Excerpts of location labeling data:
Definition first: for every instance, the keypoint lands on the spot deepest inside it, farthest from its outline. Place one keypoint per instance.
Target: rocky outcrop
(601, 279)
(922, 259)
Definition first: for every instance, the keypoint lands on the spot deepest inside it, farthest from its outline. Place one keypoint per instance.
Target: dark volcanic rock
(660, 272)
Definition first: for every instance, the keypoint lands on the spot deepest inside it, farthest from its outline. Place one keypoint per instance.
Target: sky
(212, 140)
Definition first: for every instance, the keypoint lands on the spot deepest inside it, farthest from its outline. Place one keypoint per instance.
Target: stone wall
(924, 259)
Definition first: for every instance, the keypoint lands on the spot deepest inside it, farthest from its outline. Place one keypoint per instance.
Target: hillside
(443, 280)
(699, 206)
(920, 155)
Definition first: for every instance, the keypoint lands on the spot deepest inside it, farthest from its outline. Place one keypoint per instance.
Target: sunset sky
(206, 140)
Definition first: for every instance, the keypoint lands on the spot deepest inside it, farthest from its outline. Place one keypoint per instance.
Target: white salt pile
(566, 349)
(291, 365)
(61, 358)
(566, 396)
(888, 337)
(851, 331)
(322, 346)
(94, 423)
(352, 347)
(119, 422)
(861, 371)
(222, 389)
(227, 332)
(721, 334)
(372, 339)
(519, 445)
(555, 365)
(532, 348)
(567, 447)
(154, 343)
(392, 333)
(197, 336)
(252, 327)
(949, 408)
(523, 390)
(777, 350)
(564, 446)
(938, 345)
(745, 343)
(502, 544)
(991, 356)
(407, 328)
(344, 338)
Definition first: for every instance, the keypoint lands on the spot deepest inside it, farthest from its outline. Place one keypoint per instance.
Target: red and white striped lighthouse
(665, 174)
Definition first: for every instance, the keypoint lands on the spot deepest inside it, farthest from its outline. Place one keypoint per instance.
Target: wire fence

◆ EXERCISE REQUIREMENTS
Retype the records that precede this task, keeping them exactly the same.

◆ ANSWER FOR THIS EXERCISE
Definition first: for every instance, the keypoint lands on the spot deepest inside it, farthest from its outline. Place one keypoint per instance.
Target: rocky outcrop
(601, 279)
(922, 259)
Definition first: for every instance, the keypoint lands on the spot deepest inside it, farthest from its outline. Place one keypoint per instance.
Target: dark volcanic rock
(660, 272)
Definition first: for every instance, the keypoint lands on the spot deepest inside it, farthest from its outline. Place one keypoint per instance.
Target: sky
(212, 140)
Definition first: for every instance, the keypoint lands on the spot deepest inside it, farthest from its outline. Place one keypoint per instance.
Target: stone wall
(924, 259)
Definition first: for every instance, the keypoint lands on the spot deepest inside it, farthest from its outline. Place one keypoint per instance.
Target: hillside
(443, 280)
(699, 206)
(920, 155)
Definition first: for every instance, the keypoint lands on the spot deepest inside it, farthest from its outline. Place one keypoint per instance.
Target: sunset sky
(206, 140)
Definition first: for every instance, the keypoint lands on the spot deepest inside it, farthest from its outline. Place one keypoint per instance.
Target: white salt pile
(566, 349)
(291, 365)
(61, 358)
(566, 396)
(888, 337)
(851, 331)
(322, 346)
(94, 423)
(352, 347)
(119, 422)
(861, 371)
(222, 389)
(227, 332)
(721, 334)
(372, 339)
(519, 445)
(555, 365)
(532, 348)
(567, 447)
(154, 343)
(392, 333)
(197, 336)
(252, 327)
(949, 408)
(523, 390)
(777, 350)
(564, 446)
(938, 345)
(745, 343)
(502, 544)
(991, 356)
(407, 328)
(344, 338)
Definition first: for every instance, the keypoint lands on the spot deepest inside it, farthest from its outline. Place one keypoint per instance.
Target: red and white striped lighthouse
(665, 174)
Definition first: for every instance, the keypoint lands on the spot deepest inside it, farthest from its outline. Place one keypoint per instance.
Target: wire fence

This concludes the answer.